§ Description of the task:
Count the lines of the data below that contain the string "statue" and give only that number.

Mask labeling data
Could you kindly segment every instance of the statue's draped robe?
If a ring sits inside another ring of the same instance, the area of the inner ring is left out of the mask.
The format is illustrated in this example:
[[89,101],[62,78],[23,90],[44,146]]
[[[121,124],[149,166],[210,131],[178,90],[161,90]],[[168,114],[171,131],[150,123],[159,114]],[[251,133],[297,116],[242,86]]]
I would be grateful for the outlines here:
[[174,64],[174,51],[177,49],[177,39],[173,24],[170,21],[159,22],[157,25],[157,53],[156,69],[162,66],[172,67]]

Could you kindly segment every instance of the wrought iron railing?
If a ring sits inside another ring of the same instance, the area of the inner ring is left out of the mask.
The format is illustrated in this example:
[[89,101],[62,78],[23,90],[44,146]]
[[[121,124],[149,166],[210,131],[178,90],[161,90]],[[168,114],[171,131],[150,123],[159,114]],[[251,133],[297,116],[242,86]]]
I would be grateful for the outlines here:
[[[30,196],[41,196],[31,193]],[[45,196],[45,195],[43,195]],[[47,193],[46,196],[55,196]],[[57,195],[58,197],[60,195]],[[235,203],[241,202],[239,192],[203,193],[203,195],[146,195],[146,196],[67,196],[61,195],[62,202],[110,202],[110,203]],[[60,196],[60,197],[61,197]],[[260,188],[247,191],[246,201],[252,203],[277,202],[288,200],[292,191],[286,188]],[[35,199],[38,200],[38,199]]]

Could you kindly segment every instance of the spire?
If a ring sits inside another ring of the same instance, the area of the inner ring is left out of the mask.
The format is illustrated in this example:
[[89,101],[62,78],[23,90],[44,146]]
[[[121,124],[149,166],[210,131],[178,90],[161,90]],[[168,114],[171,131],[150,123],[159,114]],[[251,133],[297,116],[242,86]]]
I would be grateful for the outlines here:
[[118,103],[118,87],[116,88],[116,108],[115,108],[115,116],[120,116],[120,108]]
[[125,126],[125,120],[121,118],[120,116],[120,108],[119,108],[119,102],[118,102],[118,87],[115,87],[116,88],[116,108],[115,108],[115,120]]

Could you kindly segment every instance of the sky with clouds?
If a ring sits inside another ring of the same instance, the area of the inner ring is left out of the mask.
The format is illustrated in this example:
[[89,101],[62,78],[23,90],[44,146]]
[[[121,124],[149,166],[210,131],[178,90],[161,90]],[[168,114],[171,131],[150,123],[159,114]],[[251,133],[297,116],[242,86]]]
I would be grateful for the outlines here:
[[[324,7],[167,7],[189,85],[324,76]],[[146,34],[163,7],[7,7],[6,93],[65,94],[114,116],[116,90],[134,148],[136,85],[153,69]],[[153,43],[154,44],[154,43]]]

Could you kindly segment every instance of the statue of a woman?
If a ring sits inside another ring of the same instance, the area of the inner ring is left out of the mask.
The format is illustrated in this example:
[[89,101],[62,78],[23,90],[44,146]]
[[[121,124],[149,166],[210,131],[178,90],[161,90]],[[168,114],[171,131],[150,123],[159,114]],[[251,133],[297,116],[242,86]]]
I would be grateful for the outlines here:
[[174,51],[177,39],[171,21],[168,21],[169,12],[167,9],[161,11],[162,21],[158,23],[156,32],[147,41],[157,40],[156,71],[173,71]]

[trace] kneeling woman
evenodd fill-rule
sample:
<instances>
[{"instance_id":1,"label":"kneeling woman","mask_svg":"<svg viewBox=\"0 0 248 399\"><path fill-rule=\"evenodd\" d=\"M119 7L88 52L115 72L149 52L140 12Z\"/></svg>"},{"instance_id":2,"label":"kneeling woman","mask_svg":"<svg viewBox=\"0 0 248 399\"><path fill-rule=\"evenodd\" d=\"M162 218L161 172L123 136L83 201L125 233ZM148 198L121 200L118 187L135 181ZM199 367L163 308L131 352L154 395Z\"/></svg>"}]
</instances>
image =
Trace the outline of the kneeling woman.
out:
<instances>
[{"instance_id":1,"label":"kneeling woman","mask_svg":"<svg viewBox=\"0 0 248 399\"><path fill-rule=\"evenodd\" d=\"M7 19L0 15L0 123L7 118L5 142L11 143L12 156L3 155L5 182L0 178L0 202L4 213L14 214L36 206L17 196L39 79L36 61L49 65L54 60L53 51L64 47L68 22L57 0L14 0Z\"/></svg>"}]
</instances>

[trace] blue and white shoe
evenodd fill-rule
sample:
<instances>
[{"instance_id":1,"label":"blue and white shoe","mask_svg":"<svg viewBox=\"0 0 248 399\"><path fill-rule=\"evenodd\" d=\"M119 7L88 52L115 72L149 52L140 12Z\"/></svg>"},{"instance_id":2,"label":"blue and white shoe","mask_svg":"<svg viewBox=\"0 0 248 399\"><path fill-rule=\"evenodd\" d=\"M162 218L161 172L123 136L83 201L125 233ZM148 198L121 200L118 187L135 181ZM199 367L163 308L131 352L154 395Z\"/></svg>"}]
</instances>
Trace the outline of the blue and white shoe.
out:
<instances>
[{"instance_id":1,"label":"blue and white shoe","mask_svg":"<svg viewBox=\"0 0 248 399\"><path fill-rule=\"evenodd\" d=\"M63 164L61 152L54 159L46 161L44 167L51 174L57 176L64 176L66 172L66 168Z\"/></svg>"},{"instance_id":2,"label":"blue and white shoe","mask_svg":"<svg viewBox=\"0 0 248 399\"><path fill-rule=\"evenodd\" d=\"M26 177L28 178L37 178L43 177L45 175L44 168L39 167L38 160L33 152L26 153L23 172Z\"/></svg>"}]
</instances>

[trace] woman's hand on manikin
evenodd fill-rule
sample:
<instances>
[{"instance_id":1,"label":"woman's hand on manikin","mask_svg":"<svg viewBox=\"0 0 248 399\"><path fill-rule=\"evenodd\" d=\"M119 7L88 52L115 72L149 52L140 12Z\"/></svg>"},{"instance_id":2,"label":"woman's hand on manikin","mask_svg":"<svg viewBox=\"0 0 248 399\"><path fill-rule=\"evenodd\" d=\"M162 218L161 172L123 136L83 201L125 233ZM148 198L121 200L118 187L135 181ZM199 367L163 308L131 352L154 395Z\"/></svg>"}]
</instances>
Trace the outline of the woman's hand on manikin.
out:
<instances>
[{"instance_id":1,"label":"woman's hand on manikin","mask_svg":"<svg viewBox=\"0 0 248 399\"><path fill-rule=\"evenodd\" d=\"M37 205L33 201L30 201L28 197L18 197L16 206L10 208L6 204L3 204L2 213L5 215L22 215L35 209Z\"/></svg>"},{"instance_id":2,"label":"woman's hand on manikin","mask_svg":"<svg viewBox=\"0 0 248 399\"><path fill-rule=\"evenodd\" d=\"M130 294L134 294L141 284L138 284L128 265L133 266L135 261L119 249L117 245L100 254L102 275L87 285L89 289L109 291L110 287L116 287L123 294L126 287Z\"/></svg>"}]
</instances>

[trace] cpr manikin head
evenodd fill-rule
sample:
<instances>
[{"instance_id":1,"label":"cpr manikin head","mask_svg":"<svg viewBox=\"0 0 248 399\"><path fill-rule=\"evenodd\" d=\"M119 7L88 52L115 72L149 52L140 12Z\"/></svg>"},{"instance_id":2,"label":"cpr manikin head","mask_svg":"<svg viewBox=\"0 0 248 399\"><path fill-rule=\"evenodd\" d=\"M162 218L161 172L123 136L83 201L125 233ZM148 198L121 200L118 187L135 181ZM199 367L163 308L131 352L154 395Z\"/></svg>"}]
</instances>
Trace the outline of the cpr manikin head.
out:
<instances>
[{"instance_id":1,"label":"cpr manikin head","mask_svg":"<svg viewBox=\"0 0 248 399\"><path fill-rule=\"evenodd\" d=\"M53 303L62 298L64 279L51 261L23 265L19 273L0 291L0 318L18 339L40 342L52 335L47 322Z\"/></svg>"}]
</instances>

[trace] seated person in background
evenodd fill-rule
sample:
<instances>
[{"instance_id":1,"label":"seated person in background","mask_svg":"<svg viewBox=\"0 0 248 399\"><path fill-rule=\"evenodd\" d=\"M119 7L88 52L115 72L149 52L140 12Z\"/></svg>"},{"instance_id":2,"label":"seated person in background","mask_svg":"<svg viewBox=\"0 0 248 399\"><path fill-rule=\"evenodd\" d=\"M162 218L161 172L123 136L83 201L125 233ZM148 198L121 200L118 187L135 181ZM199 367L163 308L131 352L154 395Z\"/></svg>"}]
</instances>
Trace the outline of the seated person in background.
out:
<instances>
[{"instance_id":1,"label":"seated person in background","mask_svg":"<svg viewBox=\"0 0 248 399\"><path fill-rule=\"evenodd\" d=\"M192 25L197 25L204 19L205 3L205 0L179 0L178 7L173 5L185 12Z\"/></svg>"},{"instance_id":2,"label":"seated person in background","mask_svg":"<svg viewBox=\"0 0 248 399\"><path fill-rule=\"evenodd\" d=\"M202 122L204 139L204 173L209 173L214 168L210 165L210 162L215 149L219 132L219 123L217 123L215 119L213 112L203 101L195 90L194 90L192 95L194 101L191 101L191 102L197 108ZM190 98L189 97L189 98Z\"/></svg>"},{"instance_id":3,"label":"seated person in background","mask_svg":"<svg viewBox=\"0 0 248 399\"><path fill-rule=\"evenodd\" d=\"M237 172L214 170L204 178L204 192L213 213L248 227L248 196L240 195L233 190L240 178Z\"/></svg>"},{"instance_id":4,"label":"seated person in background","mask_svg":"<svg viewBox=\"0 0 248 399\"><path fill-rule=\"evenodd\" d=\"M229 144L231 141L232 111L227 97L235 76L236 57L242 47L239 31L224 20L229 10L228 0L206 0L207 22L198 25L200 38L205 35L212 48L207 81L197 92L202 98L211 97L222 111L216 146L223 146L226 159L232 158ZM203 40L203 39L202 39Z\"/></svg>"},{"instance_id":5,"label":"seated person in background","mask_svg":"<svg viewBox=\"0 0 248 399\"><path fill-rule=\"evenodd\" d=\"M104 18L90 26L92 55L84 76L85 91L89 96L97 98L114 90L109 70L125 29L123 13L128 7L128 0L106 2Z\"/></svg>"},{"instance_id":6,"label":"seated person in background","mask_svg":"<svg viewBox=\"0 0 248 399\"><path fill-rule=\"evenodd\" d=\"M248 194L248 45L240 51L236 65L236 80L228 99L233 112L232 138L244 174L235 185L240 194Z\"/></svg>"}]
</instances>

§ Response:
2